*** SUPPLIED PASSAGE

# 2 weeks on the east coast



## mck (Aug 7, 2010)

Hi everyone, I'm looking for some help!

Husband and I are looking to spend a week in New York next June/early July and another week somewhere else - possibly on the coast?

Where would be good to stay? We were thinking maybe Cape Cod in a timeshare? Or are there better options? We have been to New York before but never New England. We are happy to hire a car for the coastal part of the trip but would need good public transport links to get from New York to wherever it is we go.

Any timeshare recommendations would be good too.

Thanks for any help or suggestions!


----------



## mck (Aug 7, 2010)

Sorry, should have said, we're travelling from the UK, probably flying into New York or Boston!

Doesn't have to be coastal, just somewhere where there is plenty of sightseeing, were not ones for just lying on the beach!


----------



## kwelty (Aug 7, 2010)

Williamsburg, VA has a lot of history; The Golden Triangle of Jamestown, Yorktown and Williamsburg.  The beaches are a little over an hour away and there are a lot of theme/water parks close by.  DC is even doable but makes for a long day.  Plus there is a whole lot of timeshare availability for this area.


----------



## mopsy (Aug 8, 2010)

If you fly into NYC  and want to make your way to Boston....hop on a $15 1way bus trip via Lucky Star/FungWah or $20 for Peter Pan bus. They all go to South Station which is a major hub for subway/train activity in Boston.  I think the Custom's House is the only t/s in Boston; if you can get a rez there, it's right in the middle of everything.

Take a Freedom Trail walking tour of olde Boston, visit Museum of Fine Art; hop on a duck boat for Charles River tour; take a leisurely ride on the swan boats of Boston Common. The Millenium Hotel overlooks Fanueil Hall/marketplace. Other hotels are on the harbor (Long Wharf and Boston Harbor to name a few). Do NOT drive in Boston; walk, take the subway (the T) or cabs.

******

[EXERCISE BRIEF]
Transcribe the travel thread word for word, starting at "Hi everyone, I'm" and ending at "be good too.". The data that comes next has no connection to the travel thread.

*** EXTRACTED INFORMATION

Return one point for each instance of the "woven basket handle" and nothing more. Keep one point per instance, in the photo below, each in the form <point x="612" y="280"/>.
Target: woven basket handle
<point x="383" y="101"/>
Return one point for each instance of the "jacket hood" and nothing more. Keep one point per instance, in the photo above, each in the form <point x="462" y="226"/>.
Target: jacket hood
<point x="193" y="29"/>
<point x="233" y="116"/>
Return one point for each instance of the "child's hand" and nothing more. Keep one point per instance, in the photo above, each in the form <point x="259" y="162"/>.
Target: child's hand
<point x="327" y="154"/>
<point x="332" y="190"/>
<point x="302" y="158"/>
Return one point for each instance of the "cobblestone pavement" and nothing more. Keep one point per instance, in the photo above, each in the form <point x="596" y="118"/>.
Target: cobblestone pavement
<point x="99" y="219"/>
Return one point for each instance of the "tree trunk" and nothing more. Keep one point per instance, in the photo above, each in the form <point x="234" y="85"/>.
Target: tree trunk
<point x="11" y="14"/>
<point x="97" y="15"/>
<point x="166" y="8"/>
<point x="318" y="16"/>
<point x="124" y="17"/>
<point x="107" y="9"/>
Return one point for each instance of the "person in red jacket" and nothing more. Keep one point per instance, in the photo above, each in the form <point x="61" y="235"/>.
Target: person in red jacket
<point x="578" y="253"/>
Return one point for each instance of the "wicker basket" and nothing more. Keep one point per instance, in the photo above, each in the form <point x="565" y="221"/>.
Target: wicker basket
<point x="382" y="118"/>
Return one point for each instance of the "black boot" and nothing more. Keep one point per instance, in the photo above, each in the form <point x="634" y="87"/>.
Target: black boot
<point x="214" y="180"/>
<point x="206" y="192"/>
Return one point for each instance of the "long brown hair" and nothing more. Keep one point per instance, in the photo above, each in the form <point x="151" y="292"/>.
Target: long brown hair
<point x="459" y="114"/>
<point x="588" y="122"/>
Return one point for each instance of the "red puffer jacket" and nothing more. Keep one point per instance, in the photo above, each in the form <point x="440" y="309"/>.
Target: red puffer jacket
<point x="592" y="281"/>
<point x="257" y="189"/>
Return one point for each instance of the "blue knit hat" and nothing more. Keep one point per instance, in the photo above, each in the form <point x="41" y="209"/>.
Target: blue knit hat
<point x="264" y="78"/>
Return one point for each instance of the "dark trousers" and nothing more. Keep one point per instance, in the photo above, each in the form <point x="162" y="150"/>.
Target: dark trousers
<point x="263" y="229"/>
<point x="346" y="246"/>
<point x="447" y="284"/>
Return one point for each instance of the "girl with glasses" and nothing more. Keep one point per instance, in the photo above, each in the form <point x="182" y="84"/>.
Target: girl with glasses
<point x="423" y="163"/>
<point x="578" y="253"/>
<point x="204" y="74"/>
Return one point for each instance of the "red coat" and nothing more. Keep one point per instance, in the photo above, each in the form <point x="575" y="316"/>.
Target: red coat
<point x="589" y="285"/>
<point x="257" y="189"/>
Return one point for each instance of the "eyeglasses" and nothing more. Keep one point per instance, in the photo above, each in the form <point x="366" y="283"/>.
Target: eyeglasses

******

[WRITTEN SOLUTION]
Hi everyone, I'm looking for some help!

Husband and I are looking to spend a week in New York next June/early July and another week somewhere else - possibly on the coast?

Where would be good to stay? We were thinking maybe Cape Cod in a timeshare? Or are there better options? We have been to New York before but never New England. We are happy to hire a car for the coastal part of the trip but would need good public transport links to get from New York to wherever it is we go.

Any timeshare recommendations would be good too.